─── INPUT ROWS
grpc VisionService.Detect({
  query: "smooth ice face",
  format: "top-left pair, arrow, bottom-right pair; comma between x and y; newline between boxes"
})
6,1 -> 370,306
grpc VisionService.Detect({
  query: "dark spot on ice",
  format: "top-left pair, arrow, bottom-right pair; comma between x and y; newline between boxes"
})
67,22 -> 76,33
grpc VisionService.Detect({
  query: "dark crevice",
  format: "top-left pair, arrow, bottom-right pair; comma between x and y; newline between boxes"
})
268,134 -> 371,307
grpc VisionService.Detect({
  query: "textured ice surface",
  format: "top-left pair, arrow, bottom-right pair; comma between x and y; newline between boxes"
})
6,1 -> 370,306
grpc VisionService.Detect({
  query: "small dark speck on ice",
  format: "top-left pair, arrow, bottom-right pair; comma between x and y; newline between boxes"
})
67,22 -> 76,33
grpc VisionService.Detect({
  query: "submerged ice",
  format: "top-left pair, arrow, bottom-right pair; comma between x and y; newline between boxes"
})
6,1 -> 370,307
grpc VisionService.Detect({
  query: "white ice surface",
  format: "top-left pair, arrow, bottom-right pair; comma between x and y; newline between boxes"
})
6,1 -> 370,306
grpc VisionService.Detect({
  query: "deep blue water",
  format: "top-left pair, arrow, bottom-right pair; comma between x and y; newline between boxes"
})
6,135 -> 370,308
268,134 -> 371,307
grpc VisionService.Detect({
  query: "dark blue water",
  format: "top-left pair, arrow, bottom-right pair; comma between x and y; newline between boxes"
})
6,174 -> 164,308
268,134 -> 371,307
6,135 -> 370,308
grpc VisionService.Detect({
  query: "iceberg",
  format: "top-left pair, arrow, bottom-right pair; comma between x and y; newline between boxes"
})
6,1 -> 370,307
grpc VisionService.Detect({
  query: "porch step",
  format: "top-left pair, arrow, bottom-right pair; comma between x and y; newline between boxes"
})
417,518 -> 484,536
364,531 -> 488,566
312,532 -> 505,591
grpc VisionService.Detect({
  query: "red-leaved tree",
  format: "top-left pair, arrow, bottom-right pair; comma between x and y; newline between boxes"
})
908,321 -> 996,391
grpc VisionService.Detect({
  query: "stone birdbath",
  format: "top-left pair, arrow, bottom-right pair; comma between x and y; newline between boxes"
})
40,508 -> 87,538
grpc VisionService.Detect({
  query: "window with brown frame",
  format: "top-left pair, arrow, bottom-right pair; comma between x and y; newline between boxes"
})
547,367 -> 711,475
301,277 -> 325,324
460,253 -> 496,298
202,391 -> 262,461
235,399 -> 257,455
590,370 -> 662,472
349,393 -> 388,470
──────
### AIM OF THE EXERCISE
Count the lines in the rows above that contain the word "dark", and reply with that number alone.

### EXERCISE OUTPUT
4